- **PROBLEM TO WORK ON**: Find "Mark a dot on each instance of the overcast" in the material below, then copy that line and every subsequent line to the end, exactly.

- **SOURCE RECORDS**:

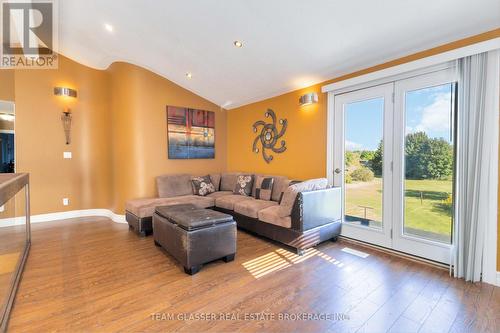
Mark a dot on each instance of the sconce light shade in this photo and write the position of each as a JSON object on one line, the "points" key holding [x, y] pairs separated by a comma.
{"points": [[307, 99], [62, 91]]}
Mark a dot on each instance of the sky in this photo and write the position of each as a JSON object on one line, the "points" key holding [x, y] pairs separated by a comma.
{"points": [[427, 110]]}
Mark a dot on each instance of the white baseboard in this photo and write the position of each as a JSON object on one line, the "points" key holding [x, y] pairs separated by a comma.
{"points": [[20, 220]]}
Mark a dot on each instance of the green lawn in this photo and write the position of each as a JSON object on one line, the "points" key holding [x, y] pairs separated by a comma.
{"points": [[426, 210]]}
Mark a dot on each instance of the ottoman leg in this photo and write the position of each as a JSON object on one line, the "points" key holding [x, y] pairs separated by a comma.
{"points": [[229, 258], [192, 270]]}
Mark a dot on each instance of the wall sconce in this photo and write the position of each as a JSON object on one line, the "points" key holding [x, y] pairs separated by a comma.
{"points": [[307, 99], [66, 116]]}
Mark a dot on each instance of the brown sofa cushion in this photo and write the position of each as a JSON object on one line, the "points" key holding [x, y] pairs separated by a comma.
{"points": [[202, 185], [228, 181], [228, 201], [215, 180], [174, 185], [251, 208], [291, 192], [146, 207], [270, 215], [263, 187]]}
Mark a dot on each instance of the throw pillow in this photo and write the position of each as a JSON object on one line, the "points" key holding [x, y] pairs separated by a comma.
{"points": [[244, 184], [202, 185], [263, 188], [286, 204]]}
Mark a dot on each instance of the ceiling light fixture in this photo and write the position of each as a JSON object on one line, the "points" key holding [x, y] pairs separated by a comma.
{"points": [[108, 27]]}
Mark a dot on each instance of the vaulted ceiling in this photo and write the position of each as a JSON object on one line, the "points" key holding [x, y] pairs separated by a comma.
{"points": [[287, 44]]}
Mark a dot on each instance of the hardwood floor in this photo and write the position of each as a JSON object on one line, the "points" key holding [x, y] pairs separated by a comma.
{"points": [[91, 274]]}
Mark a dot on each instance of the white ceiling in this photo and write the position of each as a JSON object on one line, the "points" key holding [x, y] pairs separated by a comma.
{"points": [[288, 44]]}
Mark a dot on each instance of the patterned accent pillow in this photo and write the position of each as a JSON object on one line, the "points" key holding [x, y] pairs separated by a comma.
{"points": [[263, 188], [202, 185], [244, 184], [293, 182]]}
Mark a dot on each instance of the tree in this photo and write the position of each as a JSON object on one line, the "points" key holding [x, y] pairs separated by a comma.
{"points": [[362, 175], [351, 158], [425, 158], [367, 155], [415, 149]]}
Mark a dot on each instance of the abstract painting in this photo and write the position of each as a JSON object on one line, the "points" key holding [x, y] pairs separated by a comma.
{"points": [[191, 133]]}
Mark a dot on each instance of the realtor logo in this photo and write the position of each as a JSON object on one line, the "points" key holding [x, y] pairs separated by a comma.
{"points": [[29, 34]]}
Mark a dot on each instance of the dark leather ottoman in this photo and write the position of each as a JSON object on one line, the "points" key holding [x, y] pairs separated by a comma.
{"points": [[194, 236]]}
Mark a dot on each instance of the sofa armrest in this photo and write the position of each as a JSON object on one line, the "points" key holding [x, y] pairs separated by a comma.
{"points": [[315, 208]]}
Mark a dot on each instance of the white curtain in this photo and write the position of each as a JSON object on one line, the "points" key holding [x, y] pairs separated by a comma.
{"points": [[477, 166]]}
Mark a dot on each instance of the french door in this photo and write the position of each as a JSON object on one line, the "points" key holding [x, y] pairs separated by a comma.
{"points": [[394, 156]]}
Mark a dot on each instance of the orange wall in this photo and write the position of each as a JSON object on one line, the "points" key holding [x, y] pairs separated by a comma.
{"points": [[306, 134], [305, 137], [139, 100]]}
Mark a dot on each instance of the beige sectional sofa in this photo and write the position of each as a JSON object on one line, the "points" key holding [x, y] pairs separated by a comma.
{"points": [[299, 215]]}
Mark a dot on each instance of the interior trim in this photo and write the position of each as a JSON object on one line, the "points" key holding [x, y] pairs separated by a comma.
{"points": [[396, 253], [20, 220]]}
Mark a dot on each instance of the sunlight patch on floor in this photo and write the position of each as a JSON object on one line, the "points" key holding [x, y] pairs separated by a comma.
{"points": [[281, 259]]}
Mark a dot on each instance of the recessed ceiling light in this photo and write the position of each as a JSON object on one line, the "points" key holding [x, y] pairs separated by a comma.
{"points": [[108, 27]]}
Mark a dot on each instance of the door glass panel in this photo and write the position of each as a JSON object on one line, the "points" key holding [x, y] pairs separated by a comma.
{"points": [[429, 161], [364, 126]]}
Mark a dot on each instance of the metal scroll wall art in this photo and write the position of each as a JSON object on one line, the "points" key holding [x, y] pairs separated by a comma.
{"points": [[269, 136]]}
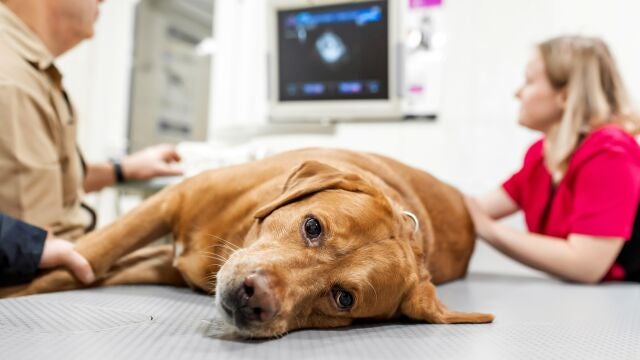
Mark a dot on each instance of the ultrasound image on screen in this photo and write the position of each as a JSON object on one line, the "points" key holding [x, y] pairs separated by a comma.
{"points": [[335, 52]]}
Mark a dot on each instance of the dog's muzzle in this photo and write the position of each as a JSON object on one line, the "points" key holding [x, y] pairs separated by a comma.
{"points": [[251, 302]]}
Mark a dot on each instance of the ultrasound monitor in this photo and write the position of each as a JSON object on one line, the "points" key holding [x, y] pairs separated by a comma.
{"points": [[334, 61]]}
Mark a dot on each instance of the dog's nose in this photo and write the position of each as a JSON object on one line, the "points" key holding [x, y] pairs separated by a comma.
{"points": [[252, 301]]}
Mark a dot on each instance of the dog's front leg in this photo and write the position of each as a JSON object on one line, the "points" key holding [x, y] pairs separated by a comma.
{"points": [[104, 247]]}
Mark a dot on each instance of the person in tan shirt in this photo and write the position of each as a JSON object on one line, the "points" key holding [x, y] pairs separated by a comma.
{"points": [[42, 174]]}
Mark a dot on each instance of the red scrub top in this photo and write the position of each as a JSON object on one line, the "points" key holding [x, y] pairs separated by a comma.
{"points": [[598, 195]]}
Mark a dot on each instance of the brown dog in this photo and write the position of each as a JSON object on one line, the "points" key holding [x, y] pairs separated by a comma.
{"points": [[308, 238]]}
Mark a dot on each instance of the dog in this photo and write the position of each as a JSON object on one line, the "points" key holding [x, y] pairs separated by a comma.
{"points": [[311, 238]]}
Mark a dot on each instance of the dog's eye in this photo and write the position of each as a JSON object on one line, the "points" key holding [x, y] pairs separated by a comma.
{"points": [[312, 228], [342, 298]]}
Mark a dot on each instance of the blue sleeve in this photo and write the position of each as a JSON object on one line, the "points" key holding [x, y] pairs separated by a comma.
{"points": [[21, 247]]}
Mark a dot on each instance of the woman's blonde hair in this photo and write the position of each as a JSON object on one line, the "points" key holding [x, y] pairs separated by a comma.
{"points": [[595, 95]]}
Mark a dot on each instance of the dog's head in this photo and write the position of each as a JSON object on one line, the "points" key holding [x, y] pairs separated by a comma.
{"points": [[330, 249]]}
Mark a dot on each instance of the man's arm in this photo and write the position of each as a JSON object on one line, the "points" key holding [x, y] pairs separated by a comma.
{"points": [[154, 161], [25, 248]]}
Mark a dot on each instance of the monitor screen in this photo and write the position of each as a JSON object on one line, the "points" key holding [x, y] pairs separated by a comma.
{"points": [[336, 52]]}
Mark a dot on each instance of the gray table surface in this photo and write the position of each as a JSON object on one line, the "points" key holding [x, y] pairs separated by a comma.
{"points": [[535, 319]]}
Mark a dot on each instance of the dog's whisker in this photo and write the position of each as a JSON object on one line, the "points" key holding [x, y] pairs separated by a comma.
{"points": [[234, 246]]}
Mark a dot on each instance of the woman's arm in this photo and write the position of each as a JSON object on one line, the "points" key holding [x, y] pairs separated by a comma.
{"points": [[580, 258]]}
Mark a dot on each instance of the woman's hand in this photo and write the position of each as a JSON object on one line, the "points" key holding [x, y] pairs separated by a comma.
{"points": [[483, 223], [60, 252]]}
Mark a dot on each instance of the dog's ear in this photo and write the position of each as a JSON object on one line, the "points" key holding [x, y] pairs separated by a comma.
{"points": [[421, 303], [311, 177]]}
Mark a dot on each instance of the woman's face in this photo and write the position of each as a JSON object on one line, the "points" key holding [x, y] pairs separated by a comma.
{"points": [[541, 106]]}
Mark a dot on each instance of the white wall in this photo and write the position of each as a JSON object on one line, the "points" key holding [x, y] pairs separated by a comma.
{"points": [[475, 144]]}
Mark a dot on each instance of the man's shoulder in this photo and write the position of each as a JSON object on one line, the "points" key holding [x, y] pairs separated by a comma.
{"points": [[14, 69]]}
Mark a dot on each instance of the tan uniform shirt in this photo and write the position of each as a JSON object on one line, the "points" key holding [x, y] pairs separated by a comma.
{"points": [[41, 172]]}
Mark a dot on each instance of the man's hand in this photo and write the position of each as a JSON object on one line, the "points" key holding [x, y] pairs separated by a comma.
{"points": [[153, 161], [59, 252]]}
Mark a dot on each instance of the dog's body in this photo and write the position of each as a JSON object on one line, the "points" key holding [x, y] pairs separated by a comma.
{"points": [[313, 225]]}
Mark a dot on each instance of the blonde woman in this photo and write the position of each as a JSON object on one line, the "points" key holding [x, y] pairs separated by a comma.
{"points": [[579, 186]]}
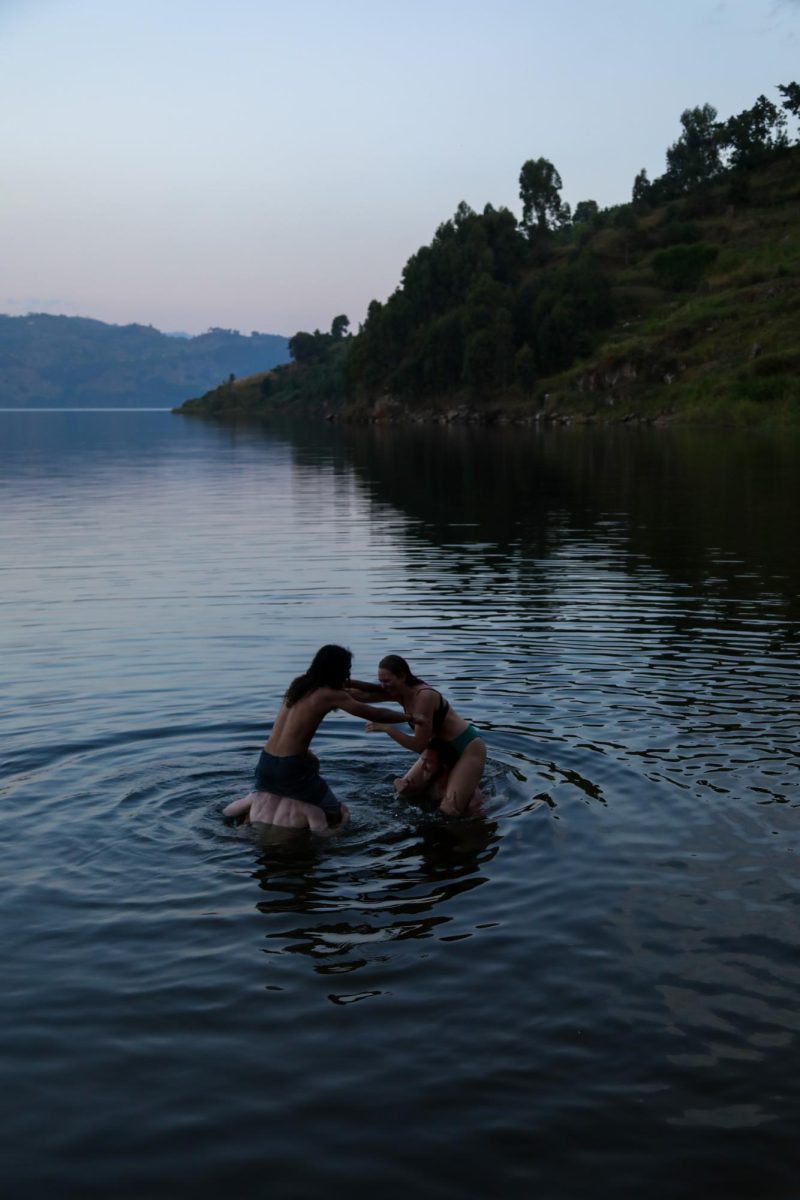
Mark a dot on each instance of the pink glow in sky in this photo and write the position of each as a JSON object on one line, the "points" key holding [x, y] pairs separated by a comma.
{"points": [[266, 166]]}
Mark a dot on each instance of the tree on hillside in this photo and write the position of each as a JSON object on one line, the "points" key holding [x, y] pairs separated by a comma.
{"points": [[540, 186], [308, 348], [584, 211], [695, 157], [642, 186], [755, 133], [791, 93]]}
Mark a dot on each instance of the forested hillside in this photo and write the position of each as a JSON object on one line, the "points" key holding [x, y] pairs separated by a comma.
{"points": [[62, 361], [686, 299]]}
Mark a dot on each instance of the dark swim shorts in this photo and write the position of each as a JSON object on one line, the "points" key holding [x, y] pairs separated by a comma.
{"points": [[296, 777]]}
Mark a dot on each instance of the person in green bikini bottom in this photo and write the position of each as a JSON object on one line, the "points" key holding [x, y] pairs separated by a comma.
{"points": [[451, 766]]}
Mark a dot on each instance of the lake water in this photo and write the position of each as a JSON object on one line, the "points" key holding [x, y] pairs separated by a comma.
{"points": [[591, 993]]}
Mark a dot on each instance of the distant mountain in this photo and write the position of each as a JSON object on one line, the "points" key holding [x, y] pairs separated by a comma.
{"points": [[74, 361]]}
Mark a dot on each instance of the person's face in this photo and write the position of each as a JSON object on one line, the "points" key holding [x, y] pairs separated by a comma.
{"points": [[391, 683]]}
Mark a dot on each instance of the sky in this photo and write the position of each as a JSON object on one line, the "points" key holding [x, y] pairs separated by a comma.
{"points": [[266, 166]]}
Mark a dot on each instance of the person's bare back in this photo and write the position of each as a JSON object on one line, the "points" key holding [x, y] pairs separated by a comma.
{"points": [[281, 810]]}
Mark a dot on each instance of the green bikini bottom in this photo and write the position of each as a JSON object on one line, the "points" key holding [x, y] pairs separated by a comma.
{"points": [[459, 744]]}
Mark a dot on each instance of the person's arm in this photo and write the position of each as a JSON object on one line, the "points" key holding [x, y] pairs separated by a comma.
{"points": [[236, 808], [421, 721], [367, 712], [373, 689]]}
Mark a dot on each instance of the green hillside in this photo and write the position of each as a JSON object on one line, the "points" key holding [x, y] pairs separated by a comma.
{"points": [[683, 304], [62, 361]]}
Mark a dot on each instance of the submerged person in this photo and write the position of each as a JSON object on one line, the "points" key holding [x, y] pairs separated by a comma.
{"points": [[287, 769], [431, 717], [266, 808], [429, 777]]}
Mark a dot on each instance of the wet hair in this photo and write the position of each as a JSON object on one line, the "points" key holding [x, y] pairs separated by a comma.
{"points": [[330, 667], [398, 666]]}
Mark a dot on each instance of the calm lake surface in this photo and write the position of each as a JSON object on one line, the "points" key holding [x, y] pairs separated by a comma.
{"points": [[590, 994]]}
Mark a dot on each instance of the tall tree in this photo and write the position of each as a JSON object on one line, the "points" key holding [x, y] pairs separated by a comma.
{"points": [[755, 133], [584, 211], [791, 93], [642, 186], [695, 157], [540, 186]]}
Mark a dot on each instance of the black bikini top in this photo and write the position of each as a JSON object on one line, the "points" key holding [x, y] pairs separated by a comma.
{"points": [[441, 709]]}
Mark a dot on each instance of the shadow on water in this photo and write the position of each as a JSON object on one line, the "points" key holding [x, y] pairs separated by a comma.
{"points": [[373, 888], [709, 508]]}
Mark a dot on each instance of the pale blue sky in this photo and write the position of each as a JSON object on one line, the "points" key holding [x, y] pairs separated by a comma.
{"points": [[266, 166]]}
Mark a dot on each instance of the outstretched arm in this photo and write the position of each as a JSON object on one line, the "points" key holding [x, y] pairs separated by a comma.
{"points": [[238, 808], [368, 712], [361, 690], [422, 726]]}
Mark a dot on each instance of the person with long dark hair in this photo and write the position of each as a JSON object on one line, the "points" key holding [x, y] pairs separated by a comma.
{"points": [[457, 744], [287, 769]]}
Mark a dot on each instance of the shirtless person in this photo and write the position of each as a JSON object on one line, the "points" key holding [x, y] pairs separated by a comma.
{"points": [[288, 783]]}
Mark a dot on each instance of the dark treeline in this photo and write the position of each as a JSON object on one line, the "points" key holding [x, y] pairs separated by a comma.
{"points": [[494, 305]]}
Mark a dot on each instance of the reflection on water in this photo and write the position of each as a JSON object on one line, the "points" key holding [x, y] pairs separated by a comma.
{"points": [[591, 990]]}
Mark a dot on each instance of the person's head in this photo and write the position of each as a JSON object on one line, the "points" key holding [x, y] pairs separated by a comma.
{"points": [[330, 667], [395, 673], [439, 756]]}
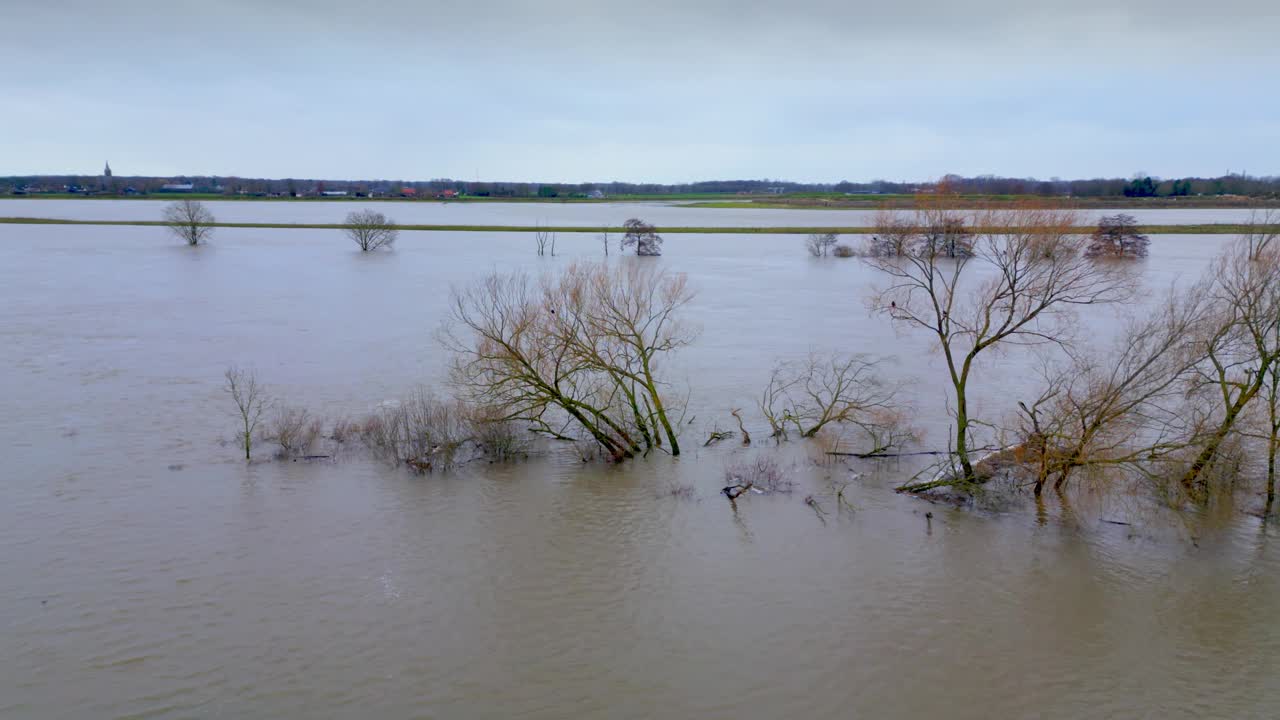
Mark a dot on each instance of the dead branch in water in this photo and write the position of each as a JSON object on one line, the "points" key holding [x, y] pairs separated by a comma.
{"points": [[746, 436]]}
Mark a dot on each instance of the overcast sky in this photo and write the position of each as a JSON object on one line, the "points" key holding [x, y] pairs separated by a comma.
{"points": [[650, 90]]}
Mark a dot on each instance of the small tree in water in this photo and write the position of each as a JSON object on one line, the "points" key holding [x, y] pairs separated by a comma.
{"points": [[188, 220], [643, 236], [1118, 237], [819, 244], [251, 402], [370, 229]]}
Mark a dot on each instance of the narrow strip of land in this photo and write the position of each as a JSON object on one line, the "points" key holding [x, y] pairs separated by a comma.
{"points": [[1211, 228]]}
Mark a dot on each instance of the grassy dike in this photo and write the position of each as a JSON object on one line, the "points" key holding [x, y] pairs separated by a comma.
{"points": [[1215, 228]]}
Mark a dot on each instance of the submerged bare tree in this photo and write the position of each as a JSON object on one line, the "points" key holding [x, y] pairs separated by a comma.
{"points": [[188, 220], [1240, 343], [894, 236], [641, 236], [1116, 236], [580, 351], [295, 431], [1124, 410], [1025, 273], [819, 244], [544, 240], [830, 388], [251, 401], [370, 229]]}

- **THE OUTPUT**:
Mark a dot on each instance of the overcast sky in this photo and write the position of each as a JSON object on one line, the "points" key holding [x, y] pairs separated by a comma.
{"points": [[650, 90]]}
Mark a dot on each instance of the small tree in water in this photo and write the position of each as a JSON object on one line, the "points" key holding [x, y] pairs separated by a comma.
{"points": [[188, 220], [643, 236], [1118, 237], [819, 244], [251, 402], [370, 229]]}
Mark a dot on each instance of the narrow strip of land in this photo and write the position of each as a JSON object on one line, the "points" key holding [x, y] pairs separated by a comma.
{"points": [[1211, 228]]}
Mark a dot on each instance of the grassy dike in this photo and write the position of each as a JSON object on one line, the "points" key holding [x, y] pairs separated by a comma.
{"points": [[1215, 228]]}
Mark a dot on each instance of the submerged bare tree in this photo and write the position of each as a JSON object on one line, the "points" key holding [x, y] pairs separated by a comma.
{"points": [[188, 220], [1240, 343], [894, 236], [641, 236], [1116, 236], [580, 351], [295, 431], [1124, 410], [1025, 273], [819, 244], [544, 240], [830, 388], [251, 401], [370, 229]]}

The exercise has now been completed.